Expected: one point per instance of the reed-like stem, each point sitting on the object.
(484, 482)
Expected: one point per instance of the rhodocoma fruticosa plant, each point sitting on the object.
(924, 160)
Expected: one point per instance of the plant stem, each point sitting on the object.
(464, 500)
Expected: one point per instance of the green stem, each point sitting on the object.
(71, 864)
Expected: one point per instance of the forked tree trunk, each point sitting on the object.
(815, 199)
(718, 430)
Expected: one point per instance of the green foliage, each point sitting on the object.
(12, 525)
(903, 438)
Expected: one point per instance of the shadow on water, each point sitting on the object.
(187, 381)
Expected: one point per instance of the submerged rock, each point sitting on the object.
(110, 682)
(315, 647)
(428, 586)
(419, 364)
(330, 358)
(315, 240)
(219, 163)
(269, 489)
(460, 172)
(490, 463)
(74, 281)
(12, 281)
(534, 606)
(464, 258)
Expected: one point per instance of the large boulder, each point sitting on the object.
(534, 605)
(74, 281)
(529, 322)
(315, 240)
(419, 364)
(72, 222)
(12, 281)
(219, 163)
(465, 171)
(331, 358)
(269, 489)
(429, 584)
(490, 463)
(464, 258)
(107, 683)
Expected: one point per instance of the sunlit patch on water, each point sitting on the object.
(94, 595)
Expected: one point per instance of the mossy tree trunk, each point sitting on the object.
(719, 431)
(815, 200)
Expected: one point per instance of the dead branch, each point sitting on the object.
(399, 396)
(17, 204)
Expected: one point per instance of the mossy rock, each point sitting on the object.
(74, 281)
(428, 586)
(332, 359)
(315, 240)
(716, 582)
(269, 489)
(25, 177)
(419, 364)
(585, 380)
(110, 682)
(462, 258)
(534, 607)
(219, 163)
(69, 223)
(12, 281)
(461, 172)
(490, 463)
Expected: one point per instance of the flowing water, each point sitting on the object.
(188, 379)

= SHORT TASK =
Reproduce all of the rows above line for line, with no changes to any wording, numbers or order.

= RESULT FOR THIS EXERCISE =
Expected: one point per instance of the reed-like stem, each point sitting on the object.
(484, 482)
Expected: one point per instance of the rhodocoma fruticosa plant, each point sitting on the object.
(924, 160)
Expected: one point per instance of the plant stem, each point sitting on the object.
(464, 500)
Expected: one point per instance of the green stem, each point sitting on the object.
(71, 864)
Expected: one point per instance of the forked tree trunk, each point sitting on the object.
(815, 199)
(718, 430)
Expected: one point per instance of the green foliage, each point sitting on the object.
(12, 525)
(903, 438)
Expected: one point per instance of the shadow on water, each point sitting on the object.
(187, 381)
Expected: one point per instance of the submerged rock, each point sitting on the object.
(110, 682)
(315, 647)
(428, 586)
(419, 364)
(330, 358)
(315, 240)
(219, 163)
(269, 489)
(460, 172)
(490, 463)
(74, 281)
(12, 281)
(534, 606)
(464, 258)
Expected: one point per instance of the large boulder, each point sitting on the object.
(534, 605)
(74, 281)
(529, 322)
(315, 240)
(419, 364)
(72, 222)
(12, 281)
(219, 163)
(465, 171)
(331, 358)
(269, 489)
(429, 584)
(490, 463)
(464, 258)
(107, 683)
Expected: one point per instance of the sunlit patch on water, each point sitting on the object.
(94, 595)
Expected: one point per instance of the mossy tree trunk, each point sitting on the object.
(719, 431)
(815, 200)
Expected: one point per instance of the dead branch, each point sitting on the object.
(399, 396)
(17, 204)
Expected: one point per instance of the mossy rock, each point sitting on the object.
(74, 281)
(428, 586)
(332, 359)
(315, 240)
(716, 582)
(269, 489)
(25, 177)
(419, 364)
(585, 380)
(110, 682)
(462, 258)
(534, 607)
(219, 163)
(69, 223)
(12, 281)
(461, 172)
(490, 463)
Expected: one point per instance of the flowing water, each point sitting on the object.
(188, 379)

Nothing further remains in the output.